Hayat akıp gidiyor, beklentiler de… Ancak git gide daha karmaşık yaşanıyor zaman, hele her kafadan bir ses çıktığında…
Sosyal medya hayatımıza girdiğinden beri, bizler de zıvanadan çıktık. Ahlak diye bir şey kalmadı, her şeyi kendimizle özdeşleştirdik, değerler bir kenara itildi, kişisel ihtiraslar ön plana çıktı.
Sonuç: “Sadece ben doğruyum, karşımdakiler sahtekar!”

Çalışma Talimatları:
1 - Alıntı metne göre sosyal medya hayatımıza girdiğinden beri ne ön plana çıktı?
2 - Alıntı metinde "Hayat akıp gidiyor, beklentiler" sözlerinin geçtiği yerden başlayan ve "ön plana çıktı." sözlerinden sonra biten bölümü olduğu gibi kopyalayın.
3 - Sosyal medyanın değerlere etkisini anlatan alıntı metni, son cümlesinin ardından sürdürün.

Veri Bölümü:
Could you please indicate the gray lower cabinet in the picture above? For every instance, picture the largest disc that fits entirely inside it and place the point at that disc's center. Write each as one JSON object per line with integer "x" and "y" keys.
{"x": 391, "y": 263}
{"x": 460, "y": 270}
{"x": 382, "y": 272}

Nihai Sonuçlar:
1 - Kişisel ihtiraslar ön plana çıktı.

2 -
Hayat akıp gidiyor, beklentiler de… Ancak git gide daha karmaşık yaşanıyor zaman, hele her kafadan bir ses çıktığında…
Sosyal medya hayatımıza girdiğinden beri, bizler de zıvanadan çıktık. Ahlak diye bir şey kalmadı, her şeyi kendimizle özdeşleştirdik, değerler bir kenara itildi, kişisel ihtiraslar ön plana çıktı.

3 -
Bunun açılımı ise şöyle:
“En iyi ben fikir üretirim”,
“Ben yaratıcıyım, benden iyisi yok”,
“Dünya benim etrafımda dönüyor, benim ben”…
İşin acı yanı bu tiplere inanan yığınlar da çoğaldı…
Çünkü saçma, sansasyonel, sıra dışı, çamur atan, kişisel özgürlüğe saldıran, adalete dudak büken, kışkırtan, manipüle eden paylaşımlarınız varsa, izleyicin de parasal ödülün de hazır…
Ne kadar çok tıklanırsan, oturduğun yerden o kadar çok kazanıyorsun…
Abartılı bireysel özgüven ikliminin sonucudur bu…
Hal böyle olunca, asırlardır söylenen bir söz, ilk kez bu dönemde yerli yerine oturuyor:
Doğru söyleyeni dokuz köyden kovarlar…
***
Futbolu sevdiğimi, ısrarlı bir takipçisi olduğumu daha önceki bir yazımda belirtmiştim. Böyle olunca yorumcularını da dinlemek, bu ısrarlı takibin önemli bir parçası…
Yeni Asır’da çalıştığım yıllarda, NTV Spor’da Mehmet Demirkol’u izlemek benim için ayrıcalıktı.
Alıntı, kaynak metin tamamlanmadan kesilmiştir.